▸ **EXERCISE**
Both the line containing "pin: the white shirt cuff, one" and the last line of the listing are included: write out exactly the lines from one to the other.

▸ **EXCERPTED RECORDS**

◇ ◇ ◇ ◇ ◇ ◇ ◇

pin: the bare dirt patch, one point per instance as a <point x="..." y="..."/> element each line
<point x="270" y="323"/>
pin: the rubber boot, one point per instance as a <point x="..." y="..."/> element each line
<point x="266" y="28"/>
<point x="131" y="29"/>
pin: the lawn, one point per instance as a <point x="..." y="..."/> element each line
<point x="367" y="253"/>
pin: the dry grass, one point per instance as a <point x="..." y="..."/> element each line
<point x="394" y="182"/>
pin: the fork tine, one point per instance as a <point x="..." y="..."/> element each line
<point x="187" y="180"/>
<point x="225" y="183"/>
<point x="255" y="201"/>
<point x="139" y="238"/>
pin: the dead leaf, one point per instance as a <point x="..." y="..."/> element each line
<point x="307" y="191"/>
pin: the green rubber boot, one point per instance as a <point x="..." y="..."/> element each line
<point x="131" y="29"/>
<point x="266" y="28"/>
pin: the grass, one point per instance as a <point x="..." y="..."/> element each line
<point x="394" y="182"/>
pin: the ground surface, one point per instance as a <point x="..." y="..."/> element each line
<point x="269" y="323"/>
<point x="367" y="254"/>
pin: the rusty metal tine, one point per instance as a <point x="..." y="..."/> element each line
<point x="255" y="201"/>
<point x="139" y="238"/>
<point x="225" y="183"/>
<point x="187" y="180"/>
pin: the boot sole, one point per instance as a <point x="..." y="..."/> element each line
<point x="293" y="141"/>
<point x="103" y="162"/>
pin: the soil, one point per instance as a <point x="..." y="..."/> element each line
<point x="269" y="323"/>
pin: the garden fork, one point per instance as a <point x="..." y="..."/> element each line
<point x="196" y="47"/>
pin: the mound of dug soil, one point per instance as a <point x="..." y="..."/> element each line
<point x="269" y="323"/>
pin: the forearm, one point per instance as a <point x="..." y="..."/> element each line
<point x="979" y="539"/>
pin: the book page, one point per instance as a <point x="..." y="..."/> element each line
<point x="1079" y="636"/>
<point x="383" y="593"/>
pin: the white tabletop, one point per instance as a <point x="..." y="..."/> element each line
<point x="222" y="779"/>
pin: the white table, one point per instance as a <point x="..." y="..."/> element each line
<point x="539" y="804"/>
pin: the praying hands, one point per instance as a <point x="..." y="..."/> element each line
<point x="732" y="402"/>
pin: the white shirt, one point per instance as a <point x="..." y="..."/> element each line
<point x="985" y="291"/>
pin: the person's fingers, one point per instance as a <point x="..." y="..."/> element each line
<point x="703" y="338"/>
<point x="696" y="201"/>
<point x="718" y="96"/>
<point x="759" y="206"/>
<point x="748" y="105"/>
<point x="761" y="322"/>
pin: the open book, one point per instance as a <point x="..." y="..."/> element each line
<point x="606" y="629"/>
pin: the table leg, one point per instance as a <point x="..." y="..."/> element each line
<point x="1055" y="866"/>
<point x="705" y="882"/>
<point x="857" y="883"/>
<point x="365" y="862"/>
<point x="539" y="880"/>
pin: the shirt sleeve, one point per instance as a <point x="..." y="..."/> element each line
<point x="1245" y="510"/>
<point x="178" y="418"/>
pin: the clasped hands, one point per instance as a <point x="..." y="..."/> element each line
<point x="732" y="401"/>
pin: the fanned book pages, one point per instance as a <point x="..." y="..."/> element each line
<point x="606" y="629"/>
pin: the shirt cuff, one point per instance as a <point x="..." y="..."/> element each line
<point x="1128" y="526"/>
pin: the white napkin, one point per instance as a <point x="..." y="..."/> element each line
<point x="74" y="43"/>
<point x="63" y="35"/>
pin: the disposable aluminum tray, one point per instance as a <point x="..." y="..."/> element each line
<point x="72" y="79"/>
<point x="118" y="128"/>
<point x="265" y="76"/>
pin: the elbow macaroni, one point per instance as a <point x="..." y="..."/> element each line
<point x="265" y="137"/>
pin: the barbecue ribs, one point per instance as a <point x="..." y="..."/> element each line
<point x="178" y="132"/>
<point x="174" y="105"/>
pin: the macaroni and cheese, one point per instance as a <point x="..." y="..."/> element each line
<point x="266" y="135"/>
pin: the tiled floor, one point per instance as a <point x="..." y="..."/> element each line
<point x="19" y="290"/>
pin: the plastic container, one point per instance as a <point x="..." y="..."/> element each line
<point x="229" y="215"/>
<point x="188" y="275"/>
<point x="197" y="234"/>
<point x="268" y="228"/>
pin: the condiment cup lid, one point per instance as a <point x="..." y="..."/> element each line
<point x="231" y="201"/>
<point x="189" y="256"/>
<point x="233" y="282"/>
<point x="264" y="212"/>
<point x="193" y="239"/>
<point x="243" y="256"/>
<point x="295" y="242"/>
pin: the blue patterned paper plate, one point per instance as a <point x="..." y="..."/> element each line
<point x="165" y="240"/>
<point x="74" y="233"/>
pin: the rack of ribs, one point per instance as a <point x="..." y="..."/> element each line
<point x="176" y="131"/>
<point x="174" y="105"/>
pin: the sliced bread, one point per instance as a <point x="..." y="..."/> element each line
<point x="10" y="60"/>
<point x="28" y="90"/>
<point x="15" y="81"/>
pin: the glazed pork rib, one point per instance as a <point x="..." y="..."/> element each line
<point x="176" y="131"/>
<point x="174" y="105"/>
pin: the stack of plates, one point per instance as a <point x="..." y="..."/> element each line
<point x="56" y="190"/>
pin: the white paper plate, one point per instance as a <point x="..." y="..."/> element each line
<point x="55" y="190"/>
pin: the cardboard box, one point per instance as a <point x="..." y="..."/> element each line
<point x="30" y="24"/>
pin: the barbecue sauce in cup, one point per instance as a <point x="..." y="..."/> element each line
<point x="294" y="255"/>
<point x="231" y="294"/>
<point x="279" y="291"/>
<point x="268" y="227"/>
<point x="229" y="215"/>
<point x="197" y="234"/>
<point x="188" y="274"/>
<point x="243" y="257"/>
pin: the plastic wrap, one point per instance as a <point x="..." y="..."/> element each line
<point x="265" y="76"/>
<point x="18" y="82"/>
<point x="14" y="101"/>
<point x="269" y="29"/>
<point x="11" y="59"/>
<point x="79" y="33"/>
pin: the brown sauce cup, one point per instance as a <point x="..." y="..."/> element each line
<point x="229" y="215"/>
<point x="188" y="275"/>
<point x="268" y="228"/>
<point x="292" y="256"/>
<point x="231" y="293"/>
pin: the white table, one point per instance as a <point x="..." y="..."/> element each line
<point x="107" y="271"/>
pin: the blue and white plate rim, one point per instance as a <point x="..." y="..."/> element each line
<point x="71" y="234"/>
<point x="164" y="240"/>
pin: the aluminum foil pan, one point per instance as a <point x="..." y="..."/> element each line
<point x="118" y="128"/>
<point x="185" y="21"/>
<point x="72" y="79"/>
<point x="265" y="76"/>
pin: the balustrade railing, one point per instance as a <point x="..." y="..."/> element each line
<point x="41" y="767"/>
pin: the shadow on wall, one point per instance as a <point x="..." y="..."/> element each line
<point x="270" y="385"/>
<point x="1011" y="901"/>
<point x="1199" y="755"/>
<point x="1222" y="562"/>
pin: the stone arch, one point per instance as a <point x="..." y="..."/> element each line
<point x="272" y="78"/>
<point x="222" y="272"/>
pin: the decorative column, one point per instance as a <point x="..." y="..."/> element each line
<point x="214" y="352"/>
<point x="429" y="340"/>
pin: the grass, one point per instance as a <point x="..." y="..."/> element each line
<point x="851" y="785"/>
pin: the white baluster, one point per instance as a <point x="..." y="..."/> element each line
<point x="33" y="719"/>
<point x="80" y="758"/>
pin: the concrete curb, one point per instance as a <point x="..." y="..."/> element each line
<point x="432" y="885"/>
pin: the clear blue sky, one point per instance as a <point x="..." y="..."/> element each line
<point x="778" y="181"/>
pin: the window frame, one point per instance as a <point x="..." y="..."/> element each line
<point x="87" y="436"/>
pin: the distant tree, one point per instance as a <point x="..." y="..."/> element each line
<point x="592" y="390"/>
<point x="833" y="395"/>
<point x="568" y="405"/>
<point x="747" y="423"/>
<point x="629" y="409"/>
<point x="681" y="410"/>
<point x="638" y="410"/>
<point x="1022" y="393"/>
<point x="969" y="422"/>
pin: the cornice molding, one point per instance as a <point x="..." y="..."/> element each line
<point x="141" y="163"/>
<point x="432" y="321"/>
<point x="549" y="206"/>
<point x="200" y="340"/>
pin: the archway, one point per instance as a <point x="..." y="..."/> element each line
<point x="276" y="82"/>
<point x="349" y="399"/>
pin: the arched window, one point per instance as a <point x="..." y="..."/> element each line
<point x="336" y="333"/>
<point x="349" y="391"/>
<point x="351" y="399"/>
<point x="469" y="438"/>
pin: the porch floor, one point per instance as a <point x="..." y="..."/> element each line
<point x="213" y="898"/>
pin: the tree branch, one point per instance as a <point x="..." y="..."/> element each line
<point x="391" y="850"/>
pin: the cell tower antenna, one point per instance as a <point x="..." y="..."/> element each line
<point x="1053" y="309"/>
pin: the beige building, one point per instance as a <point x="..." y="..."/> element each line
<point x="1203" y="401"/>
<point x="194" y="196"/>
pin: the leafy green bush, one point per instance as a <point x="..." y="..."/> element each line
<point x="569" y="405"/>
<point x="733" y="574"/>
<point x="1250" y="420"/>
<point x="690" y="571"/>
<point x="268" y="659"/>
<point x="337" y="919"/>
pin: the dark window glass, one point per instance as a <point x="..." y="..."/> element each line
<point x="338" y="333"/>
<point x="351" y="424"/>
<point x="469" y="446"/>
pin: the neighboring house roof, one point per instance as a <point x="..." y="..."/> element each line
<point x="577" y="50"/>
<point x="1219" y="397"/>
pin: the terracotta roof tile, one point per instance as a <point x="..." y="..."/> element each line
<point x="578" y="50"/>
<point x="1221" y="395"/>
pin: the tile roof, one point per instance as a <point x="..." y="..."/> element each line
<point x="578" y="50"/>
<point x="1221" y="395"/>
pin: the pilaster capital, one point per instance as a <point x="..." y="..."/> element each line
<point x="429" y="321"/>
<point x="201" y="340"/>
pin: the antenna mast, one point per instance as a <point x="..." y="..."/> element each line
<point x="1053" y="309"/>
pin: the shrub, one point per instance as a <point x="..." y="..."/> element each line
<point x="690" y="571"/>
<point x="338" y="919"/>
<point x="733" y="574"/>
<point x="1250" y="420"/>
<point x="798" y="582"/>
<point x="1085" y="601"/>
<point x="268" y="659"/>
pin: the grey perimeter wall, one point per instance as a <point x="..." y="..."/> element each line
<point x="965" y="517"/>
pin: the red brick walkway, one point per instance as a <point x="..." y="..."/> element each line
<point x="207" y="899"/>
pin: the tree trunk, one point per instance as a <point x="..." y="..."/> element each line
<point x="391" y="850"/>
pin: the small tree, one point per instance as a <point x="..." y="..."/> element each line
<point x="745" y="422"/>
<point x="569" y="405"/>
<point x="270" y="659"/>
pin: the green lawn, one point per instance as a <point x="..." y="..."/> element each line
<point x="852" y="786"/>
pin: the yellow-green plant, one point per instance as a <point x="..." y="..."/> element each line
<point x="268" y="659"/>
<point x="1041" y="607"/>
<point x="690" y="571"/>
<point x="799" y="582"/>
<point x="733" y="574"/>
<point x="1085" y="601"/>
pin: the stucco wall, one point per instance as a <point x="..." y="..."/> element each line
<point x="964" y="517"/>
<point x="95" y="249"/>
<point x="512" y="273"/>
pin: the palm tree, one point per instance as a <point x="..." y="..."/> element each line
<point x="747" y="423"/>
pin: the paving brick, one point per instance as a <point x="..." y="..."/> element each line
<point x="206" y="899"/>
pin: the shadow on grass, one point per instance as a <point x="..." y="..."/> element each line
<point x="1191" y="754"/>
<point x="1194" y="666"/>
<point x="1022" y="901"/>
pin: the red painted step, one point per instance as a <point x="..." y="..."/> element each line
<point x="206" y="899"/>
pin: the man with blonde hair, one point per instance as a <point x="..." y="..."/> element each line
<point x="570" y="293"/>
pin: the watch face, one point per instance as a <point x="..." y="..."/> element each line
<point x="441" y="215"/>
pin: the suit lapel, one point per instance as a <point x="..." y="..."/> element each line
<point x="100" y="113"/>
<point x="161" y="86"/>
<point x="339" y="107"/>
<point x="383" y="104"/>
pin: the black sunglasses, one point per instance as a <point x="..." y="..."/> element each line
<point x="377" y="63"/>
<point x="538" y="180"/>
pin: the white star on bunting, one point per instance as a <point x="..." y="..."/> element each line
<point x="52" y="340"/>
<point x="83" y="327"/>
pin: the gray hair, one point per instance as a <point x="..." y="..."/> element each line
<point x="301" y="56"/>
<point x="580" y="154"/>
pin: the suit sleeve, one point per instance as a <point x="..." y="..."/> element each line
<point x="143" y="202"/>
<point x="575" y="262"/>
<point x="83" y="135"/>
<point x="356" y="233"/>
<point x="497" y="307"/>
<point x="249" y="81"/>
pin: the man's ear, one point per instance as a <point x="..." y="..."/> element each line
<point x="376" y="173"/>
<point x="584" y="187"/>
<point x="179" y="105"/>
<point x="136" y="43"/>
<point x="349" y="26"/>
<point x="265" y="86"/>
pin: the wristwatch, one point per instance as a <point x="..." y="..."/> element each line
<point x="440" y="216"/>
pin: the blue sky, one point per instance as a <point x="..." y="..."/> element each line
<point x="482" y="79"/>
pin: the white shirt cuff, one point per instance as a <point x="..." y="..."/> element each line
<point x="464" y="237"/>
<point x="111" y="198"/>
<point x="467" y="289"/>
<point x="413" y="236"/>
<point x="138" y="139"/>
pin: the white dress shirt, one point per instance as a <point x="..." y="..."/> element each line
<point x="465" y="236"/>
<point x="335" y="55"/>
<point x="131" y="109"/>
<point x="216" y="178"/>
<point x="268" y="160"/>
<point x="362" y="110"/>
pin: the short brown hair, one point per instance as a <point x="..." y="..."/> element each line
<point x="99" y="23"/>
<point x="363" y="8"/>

◇ ◇ ◇ ◇ ◇ ◇ ◇

▸ **OUTPUT FOR THIS EXERCISE**
pin: the white shirt cuff, one point per instance as a <point x="..." y="..."/> element each line
<point x="464" y="237"/>
<point x="111" y="198"/>
<point x="467" y="289"/>
<point x="413" y="236"/>
<point x="138" y="139"/>
pin: the white dress shirt, one point per instance as a <point x="..." y="..."/> element each line
<point x="465" y="236"/>
<point x="335" y="55"/>
<point x="131" y="109"/>
<point x="216" y="178"/>
<point x="268" y="160"/>
<point x="362" y="110"/>
pin: the short brown hair, one point per instance as a <point x="..." y="..."/> element each line
<point x="99" y="23"/>
<point x="363" y="8"/>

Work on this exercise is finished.